## Directions for this task
Output the part of the material below that opens with the line containing "Question. Indicate the twig" and runs to the end as a Markdown table. Use the columns Row and Text, with one numbered line per row and blank lines left out.

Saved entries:
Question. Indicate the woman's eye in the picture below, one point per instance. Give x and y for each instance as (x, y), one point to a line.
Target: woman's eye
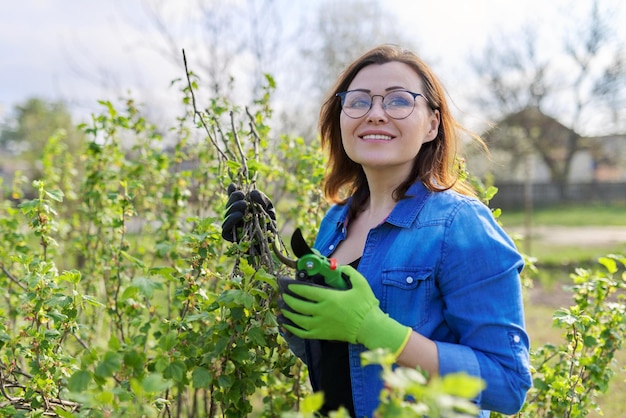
(358, 103)
(397, 101)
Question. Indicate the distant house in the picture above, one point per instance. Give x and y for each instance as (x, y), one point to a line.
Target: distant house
(514, 142)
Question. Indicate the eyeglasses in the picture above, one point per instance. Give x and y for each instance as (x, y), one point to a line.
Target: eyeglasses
(398, 104)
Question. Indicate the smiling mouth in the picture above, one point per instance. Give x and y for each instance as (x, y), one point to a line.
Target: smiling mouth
(377, 137)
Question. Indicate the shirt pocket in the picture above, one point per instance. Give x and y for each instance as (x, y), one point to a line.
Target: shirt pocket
(406, 293)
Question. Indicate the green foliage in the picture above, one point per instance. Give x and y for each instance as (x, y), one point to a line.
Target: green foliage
(35, 121)
(121, 297)
(569, 377)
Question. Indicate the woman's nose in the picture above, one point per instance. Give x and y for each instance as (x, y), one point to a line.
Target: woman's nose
(377, 111)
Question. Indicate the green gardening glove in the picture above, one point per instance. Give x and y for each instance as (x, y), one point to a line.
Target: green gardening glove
(351, 315)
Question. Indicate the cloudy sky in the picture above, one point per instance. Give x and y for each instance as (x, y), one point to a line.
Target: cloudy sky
(83, 50)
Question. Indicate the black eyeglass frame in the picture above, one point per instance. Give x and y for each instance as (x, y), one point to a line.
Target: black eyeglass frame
(342, 96)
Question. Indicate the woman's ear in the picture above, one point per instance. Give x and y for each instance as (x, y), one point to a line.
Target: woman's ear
(435, 119)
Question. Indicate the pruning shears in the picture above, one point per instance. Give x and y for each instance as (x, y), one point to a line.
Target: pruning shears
(310, 262)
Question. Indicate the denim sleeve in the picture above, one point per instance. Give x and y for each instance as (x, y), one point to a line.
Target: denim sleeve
(480, 284)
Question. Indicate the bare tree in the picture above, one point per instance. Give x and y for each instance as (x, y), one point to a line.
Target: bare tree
(532, 93)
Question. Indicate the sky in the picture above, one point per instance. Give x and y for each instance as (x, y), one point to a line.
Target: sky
(81, 51)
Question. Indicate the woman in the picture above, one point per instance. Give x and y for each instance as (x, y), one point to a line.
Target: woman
(438, 280)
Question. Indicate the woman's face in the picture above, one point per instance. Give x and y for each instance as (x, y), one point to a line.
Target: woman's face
(378, 142)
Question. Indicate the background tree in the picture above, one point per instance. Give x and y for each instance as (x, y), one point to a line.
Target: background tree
(25, 135)
(582, 88)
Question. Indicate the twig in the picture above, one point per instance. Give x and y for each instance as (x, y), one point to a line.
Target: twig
(197, 113)
(244, 161)
(11, 277)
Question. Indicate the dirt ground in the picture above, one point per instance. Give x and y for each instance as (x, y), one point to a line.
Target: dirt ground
(584, 236)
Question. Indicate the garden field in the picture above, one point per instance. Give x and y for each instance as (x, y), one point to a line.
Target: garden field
(561, 238)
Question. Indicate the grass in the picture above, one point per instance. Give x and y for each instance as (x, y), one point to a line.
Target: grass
(613, 214)
(556, 262)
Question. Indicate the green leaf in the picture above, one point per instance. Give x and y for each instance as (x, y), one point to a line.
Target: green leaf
(257, 336)
(72, 276)
(154, 383)
(462, 385)
(609, 263)
(312, 403)
(201, 378)
(55, 195)
(169, 341)
(110, 364)
(146, 286)
(137, 262)
(79, 381)
(175, 371)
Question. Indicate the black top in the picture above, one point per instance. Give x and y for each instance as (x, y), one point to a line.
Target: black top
(334, 371)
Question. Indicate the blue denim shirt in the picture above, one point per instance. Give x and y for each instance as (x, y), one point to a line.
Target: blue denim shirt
(442, 265)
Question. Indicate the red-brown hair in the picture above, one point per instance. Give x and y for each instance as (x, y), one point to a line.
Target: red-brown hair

## Completed exercise
| Row | Text |
|---|---|
| 1 | Question. Indicate the twig in the picture above, one point per instance. Give x and y for each instance as (x, y), one point to a line. |
| 2 | Target: twig |
| 3 | (197, 113) |
| 4 | (244, 161) |
| 5 | (11, 277) |
| 6 | Question. Indicate the dirt ground in the picture above, one point per instance. Give x and y for each instance as (x, y), one point to a line. |
| 7 | Target: dirt ground |
| 8 | (584, 236) |
| 9 | Question. Indicate the garden field in the picture above, one point per instance. Give x and y for each instance as (x, y), one point to a line. |
| 10 | Target: garden field |
| 11 | (561, 238) |
| 12 | Question. Indicate the grass in the picture above, one point per instance. Give x and y for each instance as (x, y), one point to a line. |
| 13 | Target: grass |
| 14 | (613, 214) |
| 15 | (556, 262) |
| 16 | Question. Indicate the green leaf in the picture above, one point per instance. Give x and y for each instance as (x, y), one point to a line. |
| 17 | Target: green leaf |
| 18 | (257, 336) |
| 19 | (72, 276) |
| 20 | (154, 383) |
| 21 | (462, 385) |
| 22 | (609, 263) |
| 23 | (312, 403) |
| 24 | (201, 378) |
| 25 | (55, 195) |
| 26 | (169, 341) |
| 27 | (110, 364) |
| 28 | (146, 286) |
| 29 | (137, 262) |
| 30 | (79, 381) |
| 31 | (175, 371) |
| 32 | Question. Indicate the black top in the picture above, one point per instance. Give x and y for each instance as (x, y), one point to a line. |
| 33 | Target: black top |
| 34 | (334, 371) |
| 35 | Question. Indicate the blue denim shirt in the picture above, one point per instance. Give x and y for each instance as (x, y), one point to a line. |
| 36 | Target: blue denim shirt |
| 37 | (442, 265) |
| 38 | Question. Indicate the red-brown hair in the picture above, one point per instance. Give x and y for each instance as (x, y), one point to a line. |
| 39 | Target: red-brown hair |